WRITTEN REQUEST — Write out the whole listing word for word.

[start DATASET ROWS]

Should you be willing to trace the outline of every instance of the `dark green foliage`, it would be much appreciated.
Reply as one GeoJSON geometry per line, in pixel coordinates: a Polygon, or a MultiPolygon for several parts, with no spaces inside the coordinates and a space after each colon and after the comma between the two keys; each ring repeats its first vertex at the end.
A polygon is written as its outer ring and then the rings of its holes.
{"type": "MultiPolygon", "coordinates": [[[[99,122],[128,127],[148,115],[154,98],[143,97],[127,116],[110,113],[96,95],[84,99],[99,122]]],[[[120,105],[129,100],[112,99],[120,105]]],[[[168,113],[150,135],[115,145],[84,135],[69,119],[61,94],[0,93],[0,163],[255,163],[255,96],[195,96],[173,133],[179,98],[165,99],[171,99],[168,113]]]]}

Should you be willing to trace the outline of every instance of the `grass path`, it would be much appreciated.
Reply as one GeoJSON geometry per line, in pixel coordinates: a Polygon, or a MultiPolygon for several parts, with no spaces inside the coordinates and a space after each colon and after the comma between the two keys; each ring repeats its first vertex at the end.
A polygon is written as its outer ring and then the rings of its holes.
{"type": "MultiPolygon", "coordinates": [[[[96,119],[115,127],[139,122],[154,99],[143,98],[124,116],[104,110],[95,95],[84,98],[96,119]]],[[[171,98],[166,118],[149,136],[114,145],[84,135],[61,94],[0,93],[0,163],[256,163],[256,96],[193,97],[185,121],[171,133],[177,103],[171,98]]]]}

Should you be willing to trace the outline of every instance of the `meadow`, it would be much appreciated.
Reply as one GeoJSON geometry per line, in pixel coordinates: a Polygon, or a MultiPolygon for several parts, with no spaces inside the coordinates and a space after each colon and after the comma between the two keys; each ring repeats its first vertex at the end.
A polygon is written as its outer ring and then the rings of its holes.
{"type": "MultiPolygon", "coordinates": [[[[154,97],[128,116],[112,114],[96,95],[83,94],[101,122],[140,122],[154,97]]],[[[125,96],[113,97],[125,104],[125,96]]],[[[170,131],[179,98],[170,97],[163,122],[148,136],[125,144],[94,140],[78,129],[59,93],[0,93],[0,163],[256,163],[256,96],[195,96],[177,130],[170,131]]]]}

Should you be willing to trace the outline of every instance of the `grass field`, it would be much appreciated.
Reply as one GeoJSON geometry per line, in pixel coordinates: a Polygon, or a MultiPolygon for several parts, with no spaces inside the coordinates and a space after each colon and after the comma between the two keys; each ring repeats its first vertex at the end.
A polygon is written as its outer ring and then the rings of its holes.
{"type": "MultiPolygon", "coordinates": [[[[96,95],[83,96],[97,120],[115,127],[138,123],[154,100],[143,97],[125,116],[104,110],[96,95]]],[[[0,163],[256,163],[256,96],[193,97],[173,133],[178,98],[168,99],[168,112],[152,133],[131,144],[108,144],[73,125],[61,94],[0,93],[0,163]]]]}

[end DATASET ROWS]

EXERCISE OUTPUT —
Should you be willing to trace the outline of every instance of the `dark green foliage`, it would be much appreciated.
Reply as one GeoJSON geometry per line, in pixel coordinates: a Polygon, or a MultiPolygon for several parts, with no spaces inside the coordinates and a space after each colon and after the comma between the two keys; each ring repeats its first vertex at the end.
A polygon is written as its outer ring and then the rings of its holes.
{"type": "MultiPolygon", "coordinates": [[[[99,122],[128,127],[148,115],[154,98],[143,97],[127,116],[110,113],[96,95],[84,99],[99,122]]],[[[120,105],[129,100],[112,99],[120,105]]],[[[168,113],[150,135],[115,145],[84,135],[69,119],[61,94],[0,93],[0,163],[255,163],[255,96],[195,96],[173,133],[179,98],[165,99],[171,99],[168,113]]]]}

Should you be willing to trace the outline of every instance of the `grass path`, it would be much appreciated.
Reply as one GeoJSON geometry per line, in pixel coordinates: a Polygon, or a MultiPolygon for several parts, with no spaces inside the coordinates and a space after each colon and after the comma between the two keys; each ring repeats its first vertex at the end.
A polygon is written as its outer ring and then the rings of its holes.
{"type": "MultiPolygon", "coordinates": [[[[96,119],[115,127],[139,122],[154,99],[143,98],[124,116],[104,110],[95,95],[84,98],[96,119]]],[[[171,98],[166,118],[149,136],[114,145],[84,135],[61,94],[0,93],[0,163],[256,163],[256,96],[193,97],[185,121],[171,133],[177,103],[171,98]]]]}

Should you be willing to trace the outline of every instance of the `meadow`, it would be much appreciated.
Reply as one GeoJSON geometry per line, in pixel coordinates: a Polygon, or a MultiPolygon for several parts, with no spaces inside the coordinates and a space after each colon and after the comma between the two keys; each ring repeats its first vertex at the end.
A polygon is written as its outer ring and then the rings of its holes.
{"type": "MultiPolygon", "coordinates": [[[[154,97],[128,116],[112,114],[96,95],[83,94],[101,122],[140,122],[154,97]]],[[[125,96],[113,97],[125,104],[125,96]]],[[[170,131],[179,98],[170,97],[163,122],[148,136],[125,144],[94,140],[78,129],[59,93],[0,93],[0,163],[256,163],[256,96],[195,96],[177,130],[170,131]]]]}

Should you be willing to trace the outline of every instance of the `grass field`, it would be much appreciated.
Reply as one GeoJSON geometry per line, in pixel coordinates: a Polygon, or a MultiPolygon for several parts, with no spaces inside the coordinates and a space after each colon and after the comma between the two keys; each ring repeats its first vertex at the end.
A polygon is written as its outer ring and then the rings of its holes.
{"type": "MultiPolygon", "coordinates": [[[[96,95],[83,96],[97,120],[115,127],[138,123],[154,100],[143,97],[125,116],[104,110],[96,95]]],[[[0,163],[256,163],[256,96],[193,97],[173,133],[178,98],[168,99],[168,112],[152,133],[131,144],[108,144],[73,125],[61,94],[0,93],[0,163]]]]}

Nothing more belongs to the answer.